• _What to work on_
Nothing but the lines from the line with "the window with" through the end of the data is to be copied, and each is to be copied exactly.

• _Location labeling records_
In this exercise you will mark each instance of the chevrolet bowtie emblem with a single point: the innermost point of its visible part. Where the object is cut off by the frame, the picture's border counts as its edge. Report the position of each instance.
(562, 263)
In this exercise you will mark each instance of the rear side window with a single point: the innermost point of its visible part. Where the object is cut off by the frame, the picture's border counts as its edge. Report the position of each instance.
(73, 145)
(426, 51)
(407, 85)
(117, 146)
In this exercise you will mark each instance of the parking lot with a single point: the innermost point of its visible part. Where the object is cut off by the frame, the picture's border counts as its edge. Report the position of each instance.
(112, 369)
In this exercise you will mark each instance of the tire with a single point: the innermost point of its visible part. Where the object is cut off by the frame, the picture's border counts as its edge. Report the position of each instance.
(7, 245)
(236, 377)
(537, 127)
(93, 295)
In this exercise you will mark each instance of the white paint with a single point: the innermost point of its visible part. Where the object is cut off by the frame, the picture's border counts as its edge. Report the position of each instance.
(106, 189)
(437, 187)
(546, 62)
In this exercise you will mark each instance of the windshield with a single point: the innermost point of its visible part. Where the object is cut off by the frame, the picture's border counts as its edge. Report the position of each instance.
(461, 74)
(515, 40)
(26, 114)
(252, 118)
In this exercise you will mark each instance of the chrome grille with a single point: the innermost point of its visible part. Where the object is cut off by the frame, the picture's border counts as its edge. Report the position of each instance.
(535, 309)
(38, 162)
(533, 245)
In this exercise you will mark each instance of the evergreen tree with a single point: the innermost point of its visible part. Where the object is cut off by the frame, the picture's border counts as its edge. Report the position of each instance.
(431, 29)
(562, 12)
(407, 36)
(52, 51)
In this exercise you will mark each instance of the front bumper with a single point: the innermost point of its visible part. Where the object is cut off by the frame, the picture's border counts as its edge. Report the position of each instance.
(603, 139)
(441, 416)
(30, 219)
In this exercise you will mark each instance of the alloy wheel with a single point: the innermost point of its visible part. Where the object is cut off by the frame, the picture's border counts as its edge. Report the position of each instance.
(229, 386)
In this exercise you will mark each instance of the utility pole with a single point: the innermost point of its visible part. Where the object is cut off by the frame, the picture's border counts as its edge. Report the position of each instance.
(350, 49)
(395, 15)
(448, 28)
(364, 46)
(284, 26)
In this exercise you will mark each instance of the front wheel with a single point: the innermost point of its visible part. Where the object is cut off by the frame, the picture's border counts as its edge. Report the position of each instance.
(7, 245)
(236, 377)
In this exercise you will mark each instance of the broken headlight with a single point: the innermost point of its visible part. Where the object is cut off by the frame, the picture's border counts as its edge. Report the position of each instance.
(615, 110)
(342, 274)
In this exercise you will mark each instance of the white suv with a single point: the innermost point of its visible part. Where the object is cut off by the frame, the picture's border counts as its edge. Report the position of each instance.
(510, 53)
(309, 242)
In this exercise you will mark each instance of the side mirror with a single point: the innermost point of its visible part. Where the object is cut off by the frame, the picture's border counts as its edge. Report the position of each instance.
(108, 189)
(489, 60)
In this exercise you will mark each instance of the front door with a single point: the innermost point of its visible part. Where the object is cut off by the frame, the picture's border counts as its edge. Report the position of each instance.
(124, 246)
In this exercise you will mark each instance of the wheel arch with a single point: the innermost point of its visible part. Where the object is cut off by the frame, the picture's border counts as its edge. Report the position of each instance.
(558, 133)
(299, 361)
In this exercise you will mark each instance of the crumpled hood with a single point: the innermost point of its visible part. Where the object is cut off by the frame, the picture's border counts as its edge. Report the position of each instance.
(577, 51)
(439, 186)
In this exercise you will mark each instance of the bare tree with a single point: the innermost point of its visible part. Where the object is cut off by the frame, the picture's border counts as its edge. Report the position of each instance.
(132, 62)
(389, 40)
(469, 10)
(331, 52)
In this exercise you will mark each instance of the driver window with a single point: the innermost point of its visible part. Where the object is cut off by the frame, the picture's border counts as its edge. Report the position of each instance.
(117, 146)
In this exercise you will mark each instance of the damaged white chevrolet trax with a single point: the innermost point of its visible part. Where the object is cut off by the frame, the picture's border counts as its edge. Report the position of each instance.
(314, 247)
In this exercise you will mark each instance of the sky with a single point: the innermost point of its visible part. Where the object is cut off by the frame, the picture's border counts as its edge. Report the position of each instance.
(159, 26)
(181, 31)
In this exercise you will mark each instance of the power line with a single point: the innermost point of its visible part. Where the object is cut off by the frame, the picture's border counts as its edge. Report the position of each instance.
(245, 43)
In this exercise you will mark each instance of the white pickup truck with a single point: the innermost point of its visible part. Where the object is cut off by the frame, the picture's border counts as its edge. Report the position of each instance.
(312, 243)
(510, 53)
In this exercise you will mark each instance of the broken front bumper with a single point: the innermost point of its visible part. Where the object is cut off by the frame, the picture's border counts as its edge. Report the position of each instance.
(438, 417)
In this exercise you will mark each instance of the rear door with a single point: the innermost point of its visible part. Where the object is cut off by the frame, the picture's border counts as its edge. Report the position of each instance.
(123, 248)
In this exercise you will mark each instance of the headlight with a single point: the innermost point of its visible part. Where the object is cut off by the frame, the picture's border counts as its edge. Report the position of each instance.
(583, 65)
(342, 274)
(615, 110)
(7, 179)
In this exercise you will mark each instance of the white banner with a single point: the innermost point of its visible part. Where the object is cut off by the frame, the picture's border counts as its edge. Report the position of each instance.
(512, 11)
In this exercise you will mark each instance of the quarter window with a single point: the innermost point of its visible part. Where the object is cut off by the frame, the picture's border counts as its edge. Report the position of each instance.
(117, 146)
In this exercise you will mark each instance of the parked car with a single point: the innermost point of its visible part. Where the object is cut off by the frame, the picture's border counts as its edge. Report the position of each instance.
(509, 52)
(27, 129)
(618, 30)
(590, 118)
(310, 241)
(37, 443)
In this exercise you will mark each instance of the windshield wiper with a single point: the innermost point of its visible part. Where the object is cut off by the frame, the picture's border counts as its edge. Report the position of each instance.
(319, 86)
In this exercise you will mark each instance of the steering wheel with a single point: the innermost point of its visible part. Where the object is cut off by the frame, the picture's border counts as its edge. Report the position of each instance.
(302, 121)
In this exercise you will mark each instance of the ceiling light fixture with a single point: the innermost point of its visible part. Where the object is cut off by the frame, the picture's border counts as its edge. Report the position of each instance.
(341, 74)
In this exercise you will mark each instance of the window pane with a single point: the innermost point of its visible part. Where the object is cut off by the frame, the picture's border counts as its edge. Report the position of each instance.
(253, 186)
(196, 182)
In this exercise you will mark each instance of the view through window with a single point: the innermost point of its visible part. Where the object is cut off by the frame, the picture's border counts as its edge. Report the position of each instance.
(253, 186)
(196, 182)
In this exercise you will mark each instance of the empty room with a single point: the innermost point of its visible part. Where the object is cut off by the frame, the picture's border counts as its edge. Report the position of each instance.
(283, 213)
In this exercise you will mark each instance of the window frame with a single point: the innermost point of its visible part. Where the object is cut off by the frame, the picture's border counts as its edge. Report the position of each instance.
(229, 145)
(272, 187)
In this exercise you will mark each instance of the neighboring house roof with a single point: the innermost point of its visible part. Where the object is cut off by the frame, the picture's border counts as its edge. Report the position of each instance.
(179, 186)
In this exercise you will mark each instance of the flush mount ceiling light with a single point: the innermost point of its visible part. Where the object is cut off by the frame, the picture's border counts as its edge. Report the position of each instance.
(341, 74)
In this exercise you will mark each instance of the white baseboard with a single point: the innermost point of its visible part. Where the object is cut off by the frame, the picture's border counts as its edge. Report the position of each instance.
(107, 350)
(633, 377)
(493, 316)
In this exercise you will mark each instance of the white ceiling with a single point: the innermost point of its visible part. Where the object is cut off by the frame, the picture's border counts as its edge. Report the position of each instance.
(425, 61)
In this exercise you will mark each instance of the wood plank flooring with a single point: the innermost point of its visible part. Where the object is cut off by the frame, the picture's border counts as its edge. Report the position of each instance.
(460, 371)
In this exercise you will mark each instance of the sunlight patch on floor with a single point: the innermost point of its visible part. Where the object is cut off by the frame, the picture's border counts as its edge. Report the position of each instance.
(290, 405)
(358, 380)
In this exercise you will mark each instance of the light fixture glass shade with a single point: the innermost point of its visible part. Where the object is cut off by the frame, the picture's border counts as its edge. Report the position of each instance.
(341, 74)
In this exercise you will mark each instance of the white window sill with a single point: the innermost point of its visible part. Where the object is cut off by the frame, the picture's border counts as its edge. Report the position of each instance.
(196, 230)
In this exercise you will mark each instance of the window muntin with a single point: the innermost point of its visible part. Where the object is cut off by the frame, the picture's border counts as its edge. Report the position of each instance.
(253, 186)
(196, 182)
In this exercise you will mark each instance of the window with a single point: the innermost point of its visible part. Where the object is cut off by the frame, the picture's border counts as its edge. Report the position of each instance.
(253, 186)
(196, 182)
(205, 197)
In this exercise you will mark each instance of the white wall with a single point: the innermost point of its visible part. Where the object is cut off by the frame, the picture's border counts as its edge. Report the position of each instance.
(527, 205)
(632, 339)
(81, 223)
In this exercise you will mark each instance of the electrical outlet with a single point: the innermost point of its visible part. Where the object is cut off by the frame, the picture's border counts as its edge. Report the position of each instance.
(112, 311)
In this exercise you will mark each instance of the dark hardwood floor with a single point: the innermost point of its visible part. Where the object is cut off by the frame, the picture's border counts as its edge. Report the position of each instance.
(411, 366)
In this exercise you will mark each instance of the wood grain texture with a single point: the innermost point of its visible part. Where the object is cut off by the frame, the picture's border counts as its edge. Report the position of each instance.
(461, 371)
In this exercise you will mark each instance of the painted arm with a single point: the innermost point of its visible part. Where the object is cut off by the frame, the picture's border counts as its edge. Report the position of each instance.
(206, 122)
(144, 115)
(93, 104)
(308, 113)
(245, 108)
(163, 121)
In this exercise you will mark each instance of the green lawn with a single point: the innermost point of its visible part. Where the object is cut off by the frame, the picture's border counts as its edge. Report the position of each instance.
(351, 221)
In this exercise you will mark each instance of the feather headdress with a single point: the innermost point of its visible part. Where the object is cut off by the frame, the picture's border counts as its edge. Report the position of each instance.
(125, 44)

• _Solved exercise_
In this exercise you will mark each instance of the window with a single point: the innermost point of its visible part. Where the object is cut off by the frame, the picture's border counts as its edge. Report the position of each instance.
(253, 186)
(196, 182)
(205, 197)
In this exercise you will mark each instance of the white wall with a single point: the innermost point of its visible part. Where the object is cut off by the frame, the picture's border counts as its edge. Report the position of each instance.
(527, 205)
(632, 339)
(81, 223)
In this exercise you will mark each instance of the electrical outlet with a single point: the innermost point of its visible part. Where the object is cut off by the frame, the picture's border counts as its edge. Report the position of each instance.
(112, 311)
In this exercise you will mark each instance of the dark hardwood floor with a single point: the innermost point of its visible part. Where the object is cut off by the frame, the picture's border counts as its edge. Report the position of each instance.
(411, 366)
In this exercise you will mark each instance of the wood grain texture with a single point: the innermost point of its visible part. Where the object is cut off by the frame, the picture's border counts as its edge. Report the position of each instance.
(461, 371)
In this exercise you will mark each instance of the painted arm with a single point: the innermost point of its visible part. Where the object is cut off by the frame, the picture's border counts as its edge. Report the position of each instance.
(206, 122)
(144, 115)
(93, 104)
(308, 113)
(245, 108)
(163, 121)
In this exercise you will mark each instance of the green lawn with a single point: the innermost point of its visible part. Where the object is cut off by the frame, the picture's border counts as its edge. Report the position of each instance.
(351, 221)
In this exercise you will mark each instance of the feather headdress with a single point: the innermost point of its visible part. Where the object is cut off by the frame, the picture's border counts as its edge. Report the position of each instance.
(125, 44)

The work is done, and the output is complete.